* TASK DESCRIPTION:
Return, word for word, the line that contains "Spot the framed" and every line after it through the end of the records.
>>>
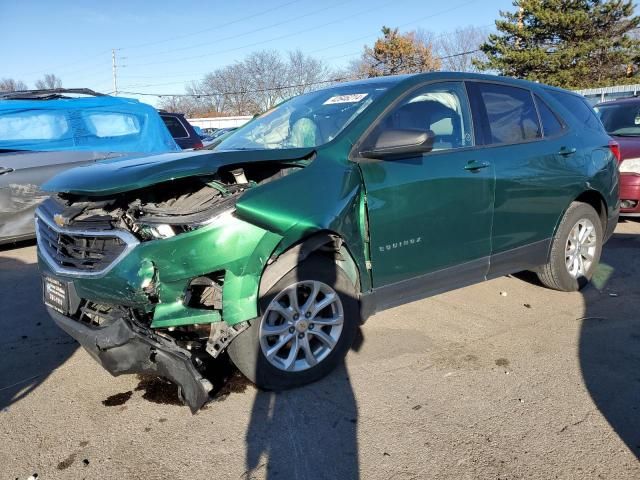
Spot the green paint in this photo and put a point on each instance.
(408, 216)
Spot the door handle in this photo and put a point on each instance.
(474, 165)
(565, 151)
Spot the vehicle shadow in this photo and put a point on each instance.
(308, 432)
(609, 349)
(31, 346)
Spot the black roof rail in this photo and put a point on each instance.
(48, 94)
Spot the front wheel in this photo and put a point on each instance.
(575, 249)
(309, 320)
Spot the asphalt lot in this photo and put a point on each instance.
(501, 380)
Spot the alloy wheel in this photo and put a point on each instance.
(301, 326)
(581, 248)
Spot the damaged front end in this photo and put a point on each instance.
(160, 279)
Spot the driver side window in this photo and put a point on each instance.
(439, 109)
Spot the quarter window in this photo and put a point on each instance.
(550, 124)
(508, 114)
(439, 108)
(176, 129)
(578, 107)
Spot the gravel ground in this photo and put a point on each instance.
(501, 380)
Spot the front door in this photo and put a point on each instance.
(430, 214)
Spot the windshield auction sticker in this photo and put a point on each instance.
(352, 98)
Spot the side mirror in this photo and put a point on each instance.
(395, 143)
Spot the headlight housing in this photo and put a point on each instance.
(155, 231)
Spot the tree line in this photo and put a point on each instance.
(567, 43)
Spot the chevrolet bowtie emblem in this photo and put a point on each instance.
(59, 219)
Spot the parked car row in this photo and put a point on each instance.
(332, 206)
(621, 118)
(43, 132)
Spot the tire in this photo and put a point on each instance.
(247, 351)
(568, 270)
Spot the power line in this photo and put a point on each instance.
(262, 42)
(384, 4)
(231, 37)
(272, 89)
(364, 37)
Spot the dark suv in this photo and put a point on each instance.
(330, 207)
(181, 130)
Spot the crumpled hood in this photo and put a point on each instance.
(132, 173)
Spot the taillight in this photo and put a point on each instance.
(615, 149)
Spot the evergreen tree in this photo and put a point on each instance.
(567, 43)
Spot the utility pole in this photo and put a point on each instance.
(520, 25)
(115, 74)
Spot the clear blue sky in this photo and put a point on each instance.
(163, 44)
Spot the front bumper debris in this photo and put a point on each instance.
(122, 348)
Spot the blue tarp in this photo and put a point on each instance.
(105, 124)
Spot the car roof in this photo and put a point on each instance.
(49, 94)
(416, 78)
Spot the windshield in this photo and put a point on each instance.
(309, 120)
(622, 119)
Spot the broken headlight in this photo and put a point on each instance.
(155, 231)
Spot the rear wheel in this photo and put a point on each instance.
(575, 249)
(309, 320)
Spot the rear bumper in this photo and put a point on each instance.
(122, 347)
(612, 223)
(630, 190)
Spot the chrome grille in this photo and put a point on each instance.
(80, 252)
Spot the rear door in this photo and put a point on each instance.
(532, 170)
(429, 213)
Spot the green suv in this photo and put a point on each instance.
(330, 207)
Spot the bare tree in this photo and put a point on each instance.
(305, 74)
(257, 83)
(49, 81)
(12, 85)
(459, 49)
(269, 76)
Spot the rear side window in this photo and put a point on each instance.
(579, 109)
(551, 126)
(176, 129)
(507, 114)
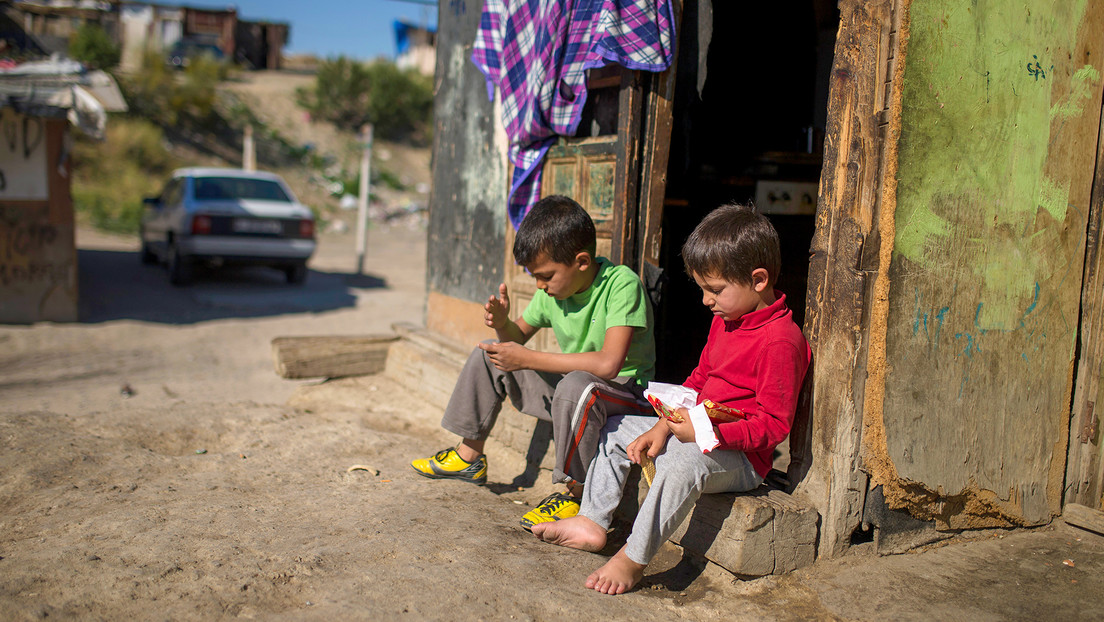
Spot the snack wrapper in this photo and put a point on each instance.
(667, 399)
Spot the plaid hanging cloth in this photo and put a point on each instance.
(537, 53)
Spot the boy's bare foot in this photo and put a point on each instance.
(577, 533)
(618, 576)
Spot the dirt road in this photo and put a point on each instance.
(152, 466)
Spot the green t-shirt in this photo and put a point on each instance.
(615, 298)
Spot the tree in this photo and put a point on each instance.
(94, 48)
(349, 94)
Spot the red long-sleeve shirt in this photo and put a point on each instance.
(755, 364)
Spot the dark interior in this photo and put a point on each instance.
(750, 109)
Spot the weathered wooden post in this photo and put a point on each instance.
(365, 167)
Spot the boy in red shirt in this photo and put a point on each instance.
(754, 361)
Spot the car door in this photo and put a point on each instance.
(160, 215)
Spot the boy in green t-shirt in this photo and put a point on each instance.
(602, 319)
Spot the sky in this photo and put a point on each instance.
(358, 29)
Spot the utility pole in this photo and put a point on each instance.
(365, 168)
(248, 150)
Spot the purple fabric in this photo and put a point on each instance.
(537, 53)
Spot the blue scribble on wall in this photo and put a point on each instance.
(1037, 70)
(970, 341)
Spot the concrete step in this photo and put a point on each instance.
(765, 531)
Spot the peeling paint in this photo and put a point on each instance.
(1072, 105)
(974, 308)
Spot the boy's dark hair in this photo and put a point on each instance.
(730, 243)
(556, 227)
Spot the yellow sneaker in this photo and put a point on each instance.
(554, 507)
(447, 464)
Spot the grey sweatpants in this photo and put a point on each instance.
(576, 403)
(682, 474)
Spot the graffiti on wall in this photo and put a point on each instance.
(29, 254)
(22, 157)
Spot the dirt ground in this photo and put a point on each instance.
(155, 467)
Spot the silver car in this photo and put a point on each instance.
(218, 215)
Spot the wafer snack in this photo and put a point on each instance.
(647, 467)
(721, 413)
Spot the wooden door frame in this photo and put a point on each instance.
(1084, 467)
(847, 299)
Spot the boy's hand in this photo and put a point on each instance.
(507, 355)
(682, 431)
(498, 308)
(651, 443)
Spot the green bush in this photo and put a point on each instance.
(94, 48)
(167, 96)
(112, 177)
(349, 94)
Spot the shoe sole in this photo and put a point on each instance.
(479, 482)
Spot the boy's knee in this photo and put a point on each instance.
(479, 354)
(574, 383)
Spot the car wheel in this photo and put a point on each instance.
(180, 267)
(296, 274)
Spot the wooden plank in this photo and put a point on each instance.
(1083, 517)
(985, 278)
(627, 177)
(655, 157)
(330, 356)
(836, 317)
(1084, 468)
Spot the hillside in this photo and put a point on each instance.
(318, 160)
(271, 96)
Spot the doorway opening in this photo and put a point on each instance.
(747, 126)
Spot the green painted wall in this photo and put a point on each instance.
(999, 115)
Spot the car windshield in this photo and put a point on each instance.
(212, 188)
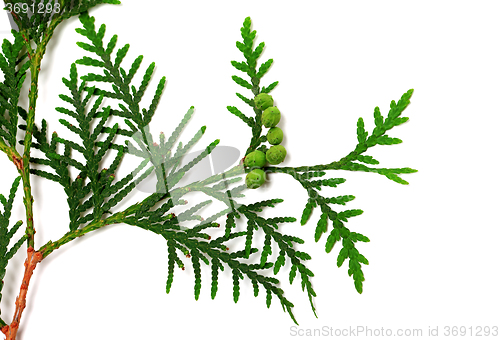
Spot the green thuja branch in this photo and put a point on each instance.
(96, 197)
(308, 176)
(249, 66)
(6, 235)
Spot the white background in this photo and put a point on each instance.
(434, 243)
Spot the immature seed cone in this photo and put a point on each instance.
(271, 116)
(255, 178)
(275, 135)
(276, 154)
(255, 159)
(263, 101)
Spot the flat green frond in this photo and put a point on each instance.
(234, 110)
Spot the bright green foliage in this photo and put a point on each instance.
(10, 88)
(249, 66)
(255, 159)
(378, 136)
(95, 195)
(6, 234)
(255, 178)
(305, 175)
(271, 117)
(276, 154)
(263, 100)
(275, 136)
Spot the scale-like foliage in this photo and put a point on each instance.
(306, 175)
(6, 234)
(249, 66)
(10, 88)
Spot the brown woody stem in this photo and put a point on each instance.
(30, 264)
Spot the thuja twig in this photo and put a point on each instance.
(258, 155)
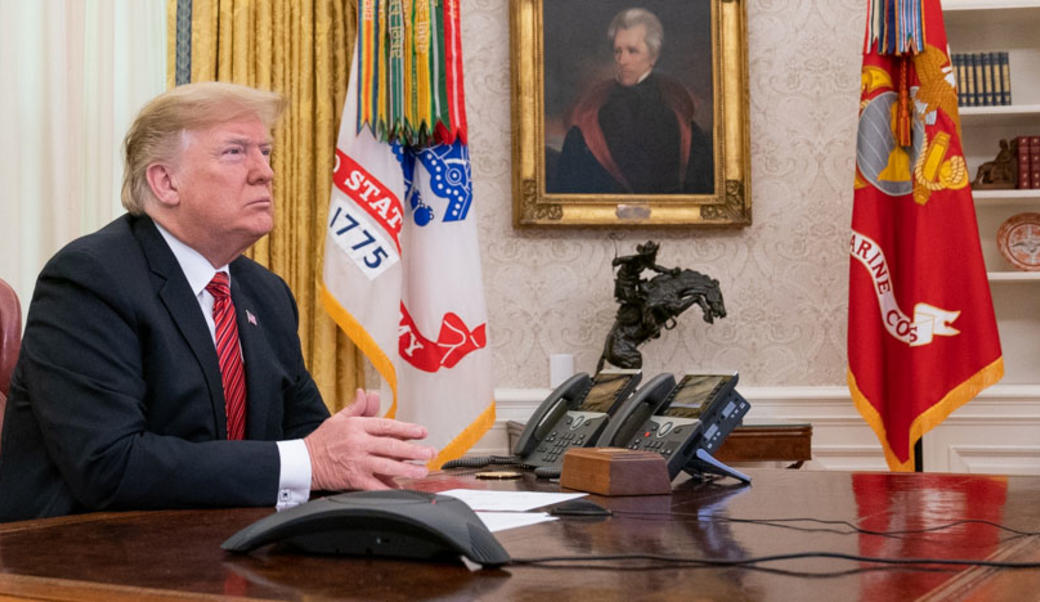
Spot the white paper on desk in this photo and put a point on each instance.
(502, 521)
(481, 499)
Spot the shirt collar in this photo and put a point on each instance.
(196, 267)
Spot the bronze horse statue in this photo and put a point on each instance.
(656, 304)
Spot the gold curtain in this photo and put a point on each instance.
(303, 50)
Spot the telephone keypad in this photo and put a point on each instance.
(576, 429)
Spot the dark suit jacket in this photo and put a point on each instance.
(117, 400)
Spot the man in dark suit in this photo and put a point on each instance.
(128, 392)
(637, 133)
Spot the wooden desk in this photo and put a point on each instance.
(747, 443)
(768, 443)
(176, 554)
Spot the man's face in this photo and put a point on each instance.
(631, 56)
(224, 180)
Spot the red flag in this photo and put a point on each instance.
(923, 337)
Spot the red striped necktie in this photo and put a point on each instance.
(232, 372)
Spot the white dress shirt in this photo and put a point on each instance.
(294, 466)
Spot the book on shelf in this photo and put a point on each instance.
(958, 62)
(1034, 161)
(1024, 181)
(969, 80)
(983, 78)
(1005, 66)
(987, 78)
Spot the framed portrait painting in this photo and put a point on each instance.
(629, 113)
<<<
* WRITTEN ANSWER:
Spot the framed portrait painting in this photo and put a point on each instance.
(629, 113)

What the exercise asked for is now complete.